[EXCERPTED TEXT]
>>>

The plan generation device 20 is used for analyzing the feature extraction script to generate the execution plan for feature extraction.
As an example, the plan generation device 20 can be used for segmenting a processing logic defined by the feature extraction script according to a processing sequence to generate the execution plan for feature extraction.
As an example, the plan generation device 20 can be used for segmenting corresponding processing logic according to the processing sequence to generate the execution plan for feature extraction for each time window when the processing logic relates to feature extraction in at least one time window.
As an example, the generated executing plan for feature extraction can be a directed acyclic graph constituted by nodes, wherein the nodes correspond to the segmented processing logics. As an example, the nodes include calculation nodes corresponding to the processing logics for acquiring features from the data tables. Further, the nodes can further include table splicing nodes corresponding to the processing logics for splicing the data tables, and/or feature splicing nodes corresponding to the processing logics for summarizing the features. As an example, the processing logics for acquiring the features from the data tables for different time windows can correspond to different calculation nodes, and the processing logics for splicing different data tables can correspond to different table splicing nodes. It should be understood that a connecting relationship with the nodes corresponding to each segmented processing logic part can be determined based on a relationship between an input variable and/or an output variable of each segmented processing logic part.
The plan execution device 30 is used for executing the generated execution plan by the local machine or the cluster based on the feature extraction scene. As an example, the feature extraction scene can be the online feature extraction scene or the offline feature extraction scene.
As an example, the plan execution device 30 can acquire the feature extraction scene specified by the user. For example, the system can be deployed on the machine learning platform for executing the machine learning process, and a display device can provide the graphical interface for specifying the feature extraction scene to the user, and the plan execution device 30 can acquire the feature extraction scene specified by the user according to the input operation, executed by the graphical interface, of the user.

<<<

[DIRECTIONS]
[1] According to the text on feature extraction planning, which two feature extraction scenes can the plan execution device work with?
[2] Pull out every line of the listing that contains the string "foliage", treating uppercase and lowercase as different.
The listing is separate material that has no connection to the text on feature extraction.

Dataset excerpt
>>>

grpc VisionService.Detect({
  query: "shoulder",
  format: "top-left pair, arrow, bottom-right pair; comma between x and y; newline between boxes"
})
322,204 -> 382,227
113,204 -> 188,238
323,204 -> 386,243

<<<
>>>

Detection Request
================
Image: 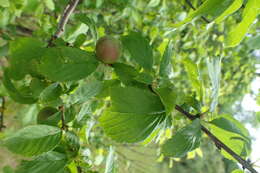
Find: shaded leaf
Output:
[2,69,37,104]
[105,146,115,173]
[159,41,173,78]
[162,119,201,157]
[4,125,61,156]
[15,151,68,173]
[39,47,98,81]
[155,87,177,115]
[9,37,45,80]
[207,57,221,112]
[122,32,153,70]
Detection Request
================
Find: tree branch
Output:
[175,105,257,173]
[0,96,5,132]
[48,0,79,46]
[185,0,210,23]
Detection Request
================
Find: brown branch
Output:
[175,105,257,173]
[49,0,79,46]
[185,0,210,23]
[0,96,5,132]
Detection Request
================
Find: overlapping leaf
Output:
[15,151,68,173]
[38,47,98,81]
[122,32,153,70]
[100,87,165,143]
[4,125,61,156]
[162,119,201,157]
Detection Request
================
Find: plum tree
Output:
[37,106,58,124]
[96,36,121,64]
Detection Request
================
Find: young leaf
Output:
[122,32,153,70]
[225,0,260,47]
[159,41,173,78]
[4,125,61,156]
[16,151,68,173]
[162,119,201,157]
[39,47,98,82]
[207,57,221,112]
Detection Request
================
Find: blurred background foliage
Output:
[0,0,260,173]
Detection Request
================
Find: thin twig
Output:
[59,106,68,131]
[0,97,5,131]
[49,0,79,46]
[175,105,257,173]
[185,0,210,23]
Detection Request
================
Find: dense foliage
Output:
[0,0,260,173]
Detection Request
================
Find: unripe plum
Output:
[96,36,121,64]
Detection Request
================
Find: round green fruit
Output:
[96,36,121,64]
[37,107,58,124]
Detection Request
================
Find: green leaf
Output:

<<<
>>>

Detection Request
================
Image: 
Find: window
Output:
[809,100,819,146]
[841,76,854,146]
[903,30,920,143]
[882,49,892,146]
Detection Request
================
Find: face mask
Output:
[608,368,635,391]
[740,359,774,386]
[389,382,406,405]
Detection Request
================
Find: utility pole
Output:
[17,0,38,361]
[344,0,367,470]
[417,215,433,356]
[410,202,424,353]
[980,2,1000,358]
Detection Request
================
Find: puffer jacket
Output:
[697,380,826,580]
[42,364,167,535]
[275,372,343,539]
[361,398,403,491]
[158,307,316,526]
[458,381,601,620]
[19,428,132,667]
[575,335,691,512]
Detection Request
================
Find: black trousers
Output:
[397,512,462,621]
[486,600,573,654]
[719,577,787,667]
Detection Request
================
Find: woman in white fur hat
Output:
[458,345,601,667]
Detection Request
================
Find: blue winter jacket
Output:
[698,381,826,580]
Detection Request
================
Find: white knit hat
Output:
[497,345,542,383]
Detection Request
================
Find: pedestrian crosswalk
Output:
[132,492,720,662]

<<<

[ANSWERS GIVEN]
[1] The online feature extraction scene and the offline feature extraction scene.

[2]
Find: blurred background foliage
Find: dense foliage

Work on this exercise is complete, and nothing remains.